AIM OF THE TASK: Print each line exactly as it is given.

— start of DATA SECTION —

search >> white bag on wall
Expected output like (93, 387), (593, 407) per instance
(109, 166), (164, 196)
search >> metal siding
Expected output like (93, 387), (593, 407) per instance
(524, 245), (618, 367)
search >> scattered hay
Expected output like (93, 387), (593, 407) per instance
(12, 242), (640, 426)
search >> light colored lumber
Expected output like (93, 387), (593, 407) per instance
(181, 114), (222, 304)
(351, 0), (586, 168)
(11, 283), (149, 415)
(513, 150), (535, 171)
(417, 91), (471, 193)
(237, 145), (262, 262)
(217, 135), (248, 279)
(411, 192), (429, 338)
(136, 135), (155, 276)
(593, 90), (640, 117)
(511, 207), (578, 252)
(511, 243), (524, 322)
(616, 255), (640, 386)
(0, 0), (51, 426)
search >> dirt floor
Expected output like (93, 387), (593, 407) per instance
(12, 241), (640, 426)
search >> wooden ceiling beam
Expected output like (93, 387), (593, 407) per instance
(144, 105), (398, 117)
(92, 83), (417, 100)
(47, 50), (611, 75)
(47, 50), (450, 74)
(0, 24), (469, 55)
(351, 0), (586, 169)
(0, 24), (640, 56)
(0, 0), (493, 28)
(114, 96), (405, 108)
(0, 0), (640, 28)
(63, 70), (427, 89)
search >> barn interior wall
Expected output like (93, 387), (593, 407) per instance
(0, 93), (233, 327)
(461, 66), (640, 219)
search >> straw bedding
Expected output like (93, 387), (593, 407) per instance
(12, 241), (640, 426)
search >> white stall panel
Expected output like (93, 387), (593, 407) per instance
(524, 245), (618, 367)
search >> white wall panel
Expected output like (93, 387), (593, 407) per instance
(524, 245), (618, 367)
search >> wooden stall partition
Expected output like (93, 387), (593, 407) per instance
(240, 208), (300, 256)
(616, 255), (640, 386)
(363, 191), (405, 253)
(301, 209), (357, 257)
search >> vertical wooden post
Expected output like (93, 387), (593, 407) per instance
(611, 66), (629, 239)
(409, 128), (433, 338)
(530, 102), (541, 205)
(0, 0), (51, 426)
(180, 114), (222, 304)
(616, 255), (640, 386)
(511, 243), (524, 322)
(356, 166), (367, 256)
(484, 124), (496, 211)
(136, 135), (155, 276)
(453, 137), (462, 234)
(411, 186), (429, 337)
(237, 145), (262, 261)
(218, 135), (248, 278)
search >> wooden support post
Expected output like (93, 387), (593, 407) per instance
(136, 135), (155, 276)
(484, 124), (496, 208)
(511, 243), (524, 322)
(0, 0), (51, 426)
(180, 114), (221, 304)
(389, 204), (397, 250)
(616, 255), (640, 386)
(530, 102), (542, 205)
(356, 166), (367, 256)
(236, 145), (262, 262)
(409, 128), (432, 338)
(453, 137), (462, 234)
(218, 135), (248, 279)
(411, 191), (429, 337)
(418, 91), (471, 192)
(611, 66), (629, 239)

— end of DATA SECTION —

WRITTEN REPLY:
search >> white bag on wall
Expected output like (93, 387), (593, 407) per instance
(109, 166), (164, 196)
search >> metal siding
Expected output like (93, 387), (593, 407) per instance
(524, 245), (618, 367)
search >> scattered hay
Expected output like (93, 387), (593, 407) per instance
(12, 242), (640, 426)
search >> light colored lumber
Expected output like (93, 387), (593, 407) per instance
(181, 114), (222, 304)
(351, 0), (586, 168)
(11, 283), (149, 415)
(513, 150), (535, 171)
(417, 91), (471, 193)
(237, 145), (262, 262)
(217, 135), (248, 279)
(411, 192), (429, 338)
(136, 135), (155, 276)
(593, 90), (640, 117)
(511, 207), (578, 252)
(511, 243), (524, 322)
(616, 255), (640, 386)
(0, 0), (51, 426)
search >> dirt floor
Expected output like (93, 387), (593, 407) per instance
(12, 241), (640, 426)
search >> wooden ceiling beam
Expected output like (93, 387), (593, 407) per instance
(144, 105), (398, 117)
(92, 83), (417, 100)
(47, 50), (611, 75)
(47, 50), (450, 74)
(0, 24), (469, 55)
(351, 0), (586, 169)
(0, 24), (640, 56)
(0, 0), (493, 28)
(114, 96), (405, 108)
(0, 0), (640, 28)
(63, 70), (427, 89)
search >> barn interior wall
Expected output like (93, 387), (593, 407) per instance
(0, 93), (233, 327)
(461, 66), (640, 219)
search >> straw bedding
Expected output like (93, 387), (593, 407) per instance
(12, 241), (640, 426)
search >> white stall panel
Expected output like (93, 387), (593, 407) per instance
(524, 245), (618, 367)
search >> white wall panel
Expected output like (93, 387), (593, 407) per instance
(524, 245), (618, 367)
search >> wooden stall partition
Expected output like (93, 387), (593, 407) per instance
(240, 208), (300, 256)
(616, 255), (640, 386)
(363, 191), (405, 253)
(301, 209), (357, 257)
search >> vertical wooden post
Expected output like (93, 387), (593, 407) per instance
(611, 66), (629, 239)
(409, 128), (433, 338)
(530, 102), (541, 205)
(0, 0), (51, 426)
(180, 114), (222, 304)
(616, 255), (640, 386)
(511, 243), (524, 322)
(356, 166), (367, 256)
(484, 124), (496, 211)
(136, 135), (155, 276)
(453, 137), (462, 234)
(411, 186), (429, 337)
(237, 145), (262, 261)
(218, 135), (248, 278)
search >> wooden support post
Expected output like (93, 387), (593, 407) per instance
(136, 135), (155, 276)
(484, 124), (496, 208)
(511, 243), (524, 322)
(0, 0), (51, 426)
(180, 114), (221, 304)
(389, 204), (397, 250)
(616, 255), (640, 386)
(530, 102), (542, 205)
(356, 166), (367, 256)
(236, 145), (262, 262)
(409, 128), (432, 338)
(453, 137), (462, 234)
(218, 135), (248, 279)
(411, 191), (429, 337)
(418, 91), (471, 192)
(611, 66), (629, 239)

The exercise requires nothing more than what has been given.